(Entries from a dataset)
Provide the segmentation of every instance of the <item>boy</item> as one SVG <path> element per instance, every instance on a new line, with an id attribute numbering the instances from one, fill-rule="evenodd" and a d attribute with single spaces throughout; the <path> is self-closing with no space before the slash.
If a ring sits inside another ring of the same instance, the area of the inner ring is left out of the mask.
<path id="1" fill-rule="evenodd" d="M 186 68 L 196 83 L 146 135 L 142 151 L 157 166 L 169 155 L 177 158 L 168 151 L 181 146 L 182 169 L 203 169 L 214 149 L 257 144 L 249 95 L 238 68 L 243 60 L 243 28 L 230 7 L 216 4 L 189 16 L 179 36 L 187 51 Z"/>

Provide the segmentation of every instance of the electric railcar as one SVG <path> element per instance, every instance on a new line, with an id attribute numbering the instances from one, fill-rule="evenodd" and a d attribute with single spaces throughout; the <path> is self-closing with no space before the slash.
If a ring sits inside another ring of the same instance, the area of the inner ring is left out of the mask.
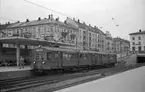
<path id="1" fill-rule="evenodd" d="M 99 66 L 113 67 L 117 62 L 116 54 L 95 51 L 81 51 L 55 47 L 39 47 L 32 51 L 34 70 L 75 70 Z"/>

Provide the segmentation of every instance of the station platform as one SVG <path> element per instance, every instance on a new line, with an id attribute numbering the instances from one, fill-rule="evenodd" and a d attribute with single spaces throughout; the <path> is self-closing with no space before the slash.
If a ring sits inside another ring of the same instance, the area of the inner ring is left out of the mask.
<path id="1" fill-rule="evenodd" d="M 26 77 L 32 75 L 32 68 L 30 66 L 24 66 L 19 69 L 17 66 L 0 67 L 0 80 Z"/>
<path id="2" fill-rule="evenodd" d="M 64 88 L 55 92 L 145 92 L 145 67 Z"/>

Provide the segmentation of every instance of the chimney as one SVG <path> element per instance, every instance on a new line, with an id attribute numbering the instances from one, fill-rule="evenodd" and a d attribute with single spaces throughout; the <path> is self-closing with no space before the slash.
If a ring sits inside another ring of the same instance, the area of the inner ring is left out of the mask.
<path id="1" fill-rule="evenodd" d="M 38 21 L 40 21 L 41 20 L 41 18 L 40 17 L 38 17 Z"/>
<path id="2" fill-rule="evenodd" d="M 50 15 L 48 15 L 48 19 L 50 19 Z"/>
<path id="3" fill-rule="evenodd" d="M 8 25 L 10 24 L 10 22 L 8 22 Z"/>
<path id="4" fill-rule="evenodd" d="M 78 23 L 80 23 L 80 20 L 78 19 Z"/>
<path id="5" fill-rule="evenodd" d="M 73 18 L 73 21 L 75 21 L 75 18 Z"/>
<path id="6" fill-rule="evenodd" d="M 59 21 L 59 17 L 55 19 L 56 21 Z"/>
<path id="7" fill-rule="evenodd" d="M 53 14 L 50 15 L 50 19 L 53 20 Z"/>
<path id="8" fill-rule="evenodd" d="M 26 19 L 26 22 L 29 22 L 29 19 Z"/>

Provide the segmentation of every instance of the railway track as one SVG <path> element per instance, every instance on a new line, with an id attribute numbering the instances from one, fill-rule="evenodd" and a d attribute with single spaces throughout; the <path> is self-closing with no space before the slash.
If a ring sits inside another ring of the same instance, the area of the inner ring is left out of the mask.
<path id="1" fill-rule="evenodd" d="M 58 82 L 69 80 L 69 79 L 95 75 L 95 74 L 100 74 L 98 78 L 102 78 L 102 77 L 110 76 L 112 74 L 129 70 L 129 69 L 137 68 L 143 65 L 145 64 L 137 64 L 134 66 L 118 66 L 118 67 L 113 67 L 113 68 L 77 72 L 77 73 L 72 73 L 72 74 L 68 74 L 68 73 L 54 74 L 54 75 L 45 75 L 45 76 L 32 76 L 32 77 L 12 79 L 12 80 L 1 80 L 0 89 L 1 89 L 1 92 L 15 92 L 15 91 L 23 90 L 23 89 L 29 89 L 32 87 L 37 87 L 37 86 L 46 85 L 46 84 L 58 83 Z"/>

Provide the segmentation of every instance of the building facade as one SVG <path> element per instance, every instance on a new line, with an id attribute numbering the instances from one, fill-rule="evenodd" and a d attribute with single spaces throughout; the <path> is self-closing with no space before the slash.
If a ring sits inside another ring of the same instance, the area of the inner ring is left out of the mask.
<path id="1" fill-rule="evenodd" d="M 33 21 L 27 19 L 0 26 L 0 61 L 19 61 L 20 55 L 28 57 L 31 49 L 38 45 L 107 53 L 128 51 L 128 48 L 123 49 L 129 46 L 128 42 L 117 39 L 113 39 L 109 32 L 105 34 L 98 27 L 81 23 L 80 20 L 67 18 L 61 22 L 53 15 Z"/>
<path id="2" fill-rule="evenodd" d="M 130 33 L 130 50 L 137 52 L 145 52 L 145 31 Z"/>

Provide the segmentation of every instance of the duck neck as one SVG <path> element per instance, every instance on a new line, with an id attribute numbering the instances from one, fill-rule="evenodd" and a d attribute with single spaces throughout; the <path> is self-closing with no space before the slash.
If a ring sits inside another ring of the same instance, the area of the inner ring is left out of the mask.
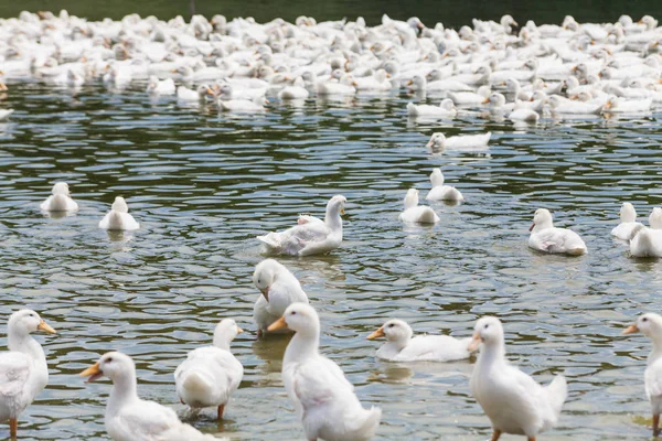
<path id="1" fill-rule="evenodd" d="M 29 355 L 35 362 L 43 362 L 46 364 L 46 356 L 44 349 L 41 347 L 39 342 L 32 337 L 32 335 L 24 332 L 9 331 L 9 351 L 17 351 Z"/>
<path id="2" fill-rule="evenodd" d="M 313 330 L 298 331 L 285 349 L 282 363 L 302 362 L 318 355 L 320 346 L 319 326 Z"/>
<path id="3" fill-rule="evenodd" d="M 126 373 L 113 379 L 106 413 L 114 415 L 127 402 L 138 399 L 136 373 Z"/>
<path id="4" fill-rule="evenodd" d="M 341 230 L 342 232 L 342 217 L 340 217 L 340 211 L 338 207 L 329 207 L 327 208 L 327 214 L 324 216 L 324 223 L 332 230 Z"/>

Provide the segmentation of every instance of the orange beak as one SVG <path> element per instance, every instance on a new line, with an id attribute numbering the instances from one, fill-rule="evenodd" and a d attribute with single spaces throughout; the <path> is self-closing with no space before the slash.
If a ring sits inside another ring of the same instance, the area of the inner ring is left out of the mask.
<path id="1" fill-rule="evenodd" d="M 631 324 L 623 330 L 623 335 L 634 334 L 636 332 L 639 332 L 639 327 L 636 324 Z"/>
<path id="2" fill-rule="evenodd" d="M 467 351 L 474 352 L 476 349 L 478 349 L 478 346 L 480 346 L 481 343 L 482 343 L 482 337 L 480 336 L 480 334 L 478 332 L 474 332 L 473 338 L 471 338 L 471 343 L 469 343 L 469 346 L 467 346 Z"/>
<path id="3" fill-rule="evenodd" d="M 285 318 L 280 318 L 267 327 L 267 331 L 274 332 L 278 330 L 287 330 L 287 323 L 285 322 Z"/>
<path id="4" fill-rule="evenodd" d="M 370 334 L 366 338 L 367 340 L 375 340 L 375 338 L 380 338 L 386 336 L 386 334 L 384 334 L 384 326 L 380 327 L 377 331 L 373 332 L 372 334 Z"/>

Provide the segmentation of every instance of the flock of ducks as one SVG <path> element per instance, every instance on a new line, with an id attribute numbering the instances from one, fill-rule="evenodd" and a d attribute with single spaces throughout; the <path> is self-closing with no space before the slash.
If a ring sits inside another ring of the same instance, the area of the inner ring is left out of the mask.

* **EXERCISE PROMPT**
Rewrite every line of the entries above as a numbered list, skipping blank lines. Leave the pictures out of the answer.

* **RESPONSE**
1. Provide the segmentation of every instance of the <item>boy</item> as one SVG <path> element per instance, every instance on a new line, with an id attribute numbering the instances from one, fill-rule="evenodd" and a d attribute with single spaces throughout; the <path> is self-closing with no space before the slash.
2. If a ring sits inside another ring of the same instance, the area of the inner ring is left out of the mask.
3. <path id="1" fill-rule="evenodd" d="M 186 68 L 196 83 L 146 135 L 142 151 L 157 166 L 169 155 L 177 158 L 168 151 L 181 146 L 182 169 L 203 169 L 214 149 L 257 144 L 249 95 L 238 68 L 243 60 L 243 28 L 230 7 L 216 4 L 189 16 L 179 36 L 187 51 Z"/>
4. Provide the segmentation of every instance of the electric railcar as one SVG <path> element per instance, every instance on a new line, with an id attribute numbering the instances from one, fill-rule="evenodd" and a d attribute with single spaces throughout; the <path> is self-closing with no space before the slash.
5. If a ring sits inside another ring of the same instance, the area of the inner ring is left out of the mask.
6. <path id="1" fill-rule="evenodd" d="M 99 66 L 113 67 L 117 62 L 116 54 L 95 51 L 81 51 L 55 47 L 39 47 L 32 51 L 34 70 L 75 70 Z"/>
7. Provide the segmentation of every instance of the station platform as one SVG <path> element per instance, every instance on a new line, with an id attribute numbering the instances from one, fill-rule="evenodd" and a d attribute with single spaces throughout; the <path> is self-closing with no space before the slash.
8. If a ring sits inside another ring of the same instance, the area of the inner ring is left out of the mask.
9. <path id="1" fill-rule="evenodd" d="M 26 77 L 32 75 L 32 68 L 30 66 L 24 66 L 19 69 L 17 66 L 0 67 L 0 80 Z"/>
10. <path id="2" fill-rule="evenodd" d="M 64 88 L 55 92 L 145 92 L 145 67 Z"/>
11. Provide the segmentation of every instance of the chimney as one SVG <path> element per instance, every instance on a new line, with an id attribute numbering the instances from one, fill-rule="evenodd" and a d attribute with single spaces throughout; the <path> is self-closing with no space before the slash.
12. If a ring sits inside another ring of the same instance, the area of the inner ring is left out of the mask.
13. <path id="1" fill-rule="evenodd" d="M 38 21 L 40 21 L 41 20 L 41 18 L 40 17 L 38 17 Z"/>
14. <path id="2" fill-rule="evenodd" d="M 50 15 L 48 15 L 48 19 L 50 19 Z"/>
15. <path id="3" fill-rule="evenodd" d="M 8 25 L 10 24 L 10 22 L 8 22 Z"/>
16. <path id="4" fill-rule="evenodd" d="M 78 23 L 80 23 L 80 20 L 78 19 Z"/>
17. <path id="5" fill-rule="evenodd" d="M 73 18 L 73 21 L 75 21 L 75 18 Z"/>
18. <path id="6" fill-rule="evenodd" d="M 59 21 L 59 17 L 55 19 L 56 21 Z"/>
19. <path id="7" fill-rule="evenodd" d="M 53 14 L 50 15 L 50 19 L 53 20 Z"/>
20. <path id="8" fill-rule="evenodd" d="M 26 19 L 26 22 L 29 22 L 29 19 Z"/>
21. Provide the segmentation of every instance of the railway track as one SVG <path> element per instance, every instance on a new line, with an id attribute numbering the instances from one, fill-rule="evenodd" and a d attribute with single spaces throughout; the <path> is self-closing with no space before the slash.
22. If a ring sits inside another ring of the same instance, the area of the inner ring is left out of the mask.
23. <path id="1" fill-rule="evenodd" d="M 58 82 L 69 80 L 69 79 L 95 75 L 95 74 L 100 74 L 98 78 L 102 78 L 102 77 L 110 76 L 112 74 L 129 70 L 129 69 L 137 68 L 143 65 L 145 64 L 137 64 L 134 66 L 118 66 L 118 67 L 113 67 L 113 68 L 77 72 L 77 73 L 72 73 L 72 74 L 68 74 L 68 73 L 54 74 L 54 75 L 45 75 L 45 76 L 32 76 L 32 77 L 12 79 L 12 80 L 1 80 L 0 89 L 1 89 L 1 92 L 15 92 L 15 91 L 23 90 L 23 89 L 29 89 L 32 87 L 37 87 L 37 86 L 46 85 L 46 84 L 58 83 Z"/>
24. Provide the segmentation of every instance of the building facade as one SVG <path> element per instance, every instance on a new line, with an id attribute numbering the instances from one, fill-rule="evenodd" and a d attribute with single spaces throughout; the <path> is self-closing with no space before the slash.
25. If a ring sits inside another ring of the same instance, the area of the inner ring is left out of the mask.
26. <path id="1" fill-rule="evenodd" d="M 33 21 L 27 19 L 0 26 L 0 61 L 19 61 L 20 55 L 28 57 L 31 49 L 38 45 L 107 53 L 128 51 L 128 48 L 123 49 L 129 46 L 128 42 L 117 39 L 113 39 L 109 32 L 105 34 L 98 27 L 81 23 L 80 20 L 67 18 L 61 22 L 53 15 Z"/>
27. <path id="2" fill-rule="evenodd" d="M 130 33 L 130 50 L 137 52 L 145 52 L 145 31 Z"/>
28. Provide the segmentation of every instance of the duck neck as one SVG <path> element per instance, every instance on a new line, with an id attribute numbering the instances from one, fill-rule="evenodd" and a d attribute with single spaces throughout; the <path> is self-closing with no space before the slash.
29. If a ring sits inside another ring of the same instance, the area of the inner ring is left out of the mask.
30. <path id="1" fill-rule="evenodd" d="M 29 355 L 35 362 L 43 362 L 46 364 L 46 356 L 44 349 L 41 347 L 39 342 L 32 337 L 32 335 L 24 332 L 9 331 L 9 351 L 17 351 Z"/>
31. <path id="2" fill-rule="evenodd" d="M 313 330 L 298 331 L 285 349 L 282 363 L 302 362 L 318 355 L 320 346 L 319 326 Z"/>
32. <path id="3" fill-rule="evenodd" d="M 126 373 L 113 379 L 106 413 L 114 415 L 127 402 L 138 399 L 136 373 Z"/>
33. <path id="4" fill-rule="evenodd" d="M 341 230 L 342 232 L 342 217 L 340 217 L 340 211 L 338 207 L 329 207 L 327 208 L 327 214 L 324 216 L 324 223 L 332 230 Z"/>
34. Provide the segmentation of every instance of the orange beak as one SVG <path> element per instance, every instance on a new line, with an id attribute numbering the instances from one, fill-rule="evenodd" and a d attribute with single spaces throughout; the <path> is self-closing with no space before the slash.
35. If a ring sits inside another ring of the same instance, the area of the inner ring is left out of the mask.
36. <path id="1" fill-rule="evenodd" d="M 631 324 L 623 330 L 623 335 L 634 334 L 636 332 L 639 332 L 639 327 L 636 324 Z"/>
37. <path id="2" fill-rule="evenodd" d="M 467 351 L 474 352 L 476 349 L 478 349 L 478 346 L 480 346 L 481 343 L 482 343 L 482 337 L 480 336 L 480 334 L 478 332 L 474 332 L 473 338 L 471 338 L 471 343 L 469 343 L 469 346 L 467 346 Z"/>
38. <path id="3" fill-rule="evenodd" d="M 285 318 L 280 318 L 267 327 L 267 331 L 274 332 L 278 330 L 287 330 L 287 323 L 285 322 Z"/>
39. <path id="4" fill-rule="evenodd" d="M 370 334 L 366 338 L 367 340 L 375 340 L 375 338 L 380 338 L 386 336 L 386 334 L 384 334 L 384 326 L 380 327 L 377 331 L 373 332 L 372 334 Z"/>
40. Provide the segmentation of every instance of the flock of ducks as one SVG <path> element per instance, every instance on a new line, with an id attribute numbering the instances from one, fill-rule="evenodd" and a d attribute with single spaces throughout; the <path> is self-closing with no space before the slash.
41. If a ring sits inside another ring of the same instance, the area of the inner ring is left out of the mask.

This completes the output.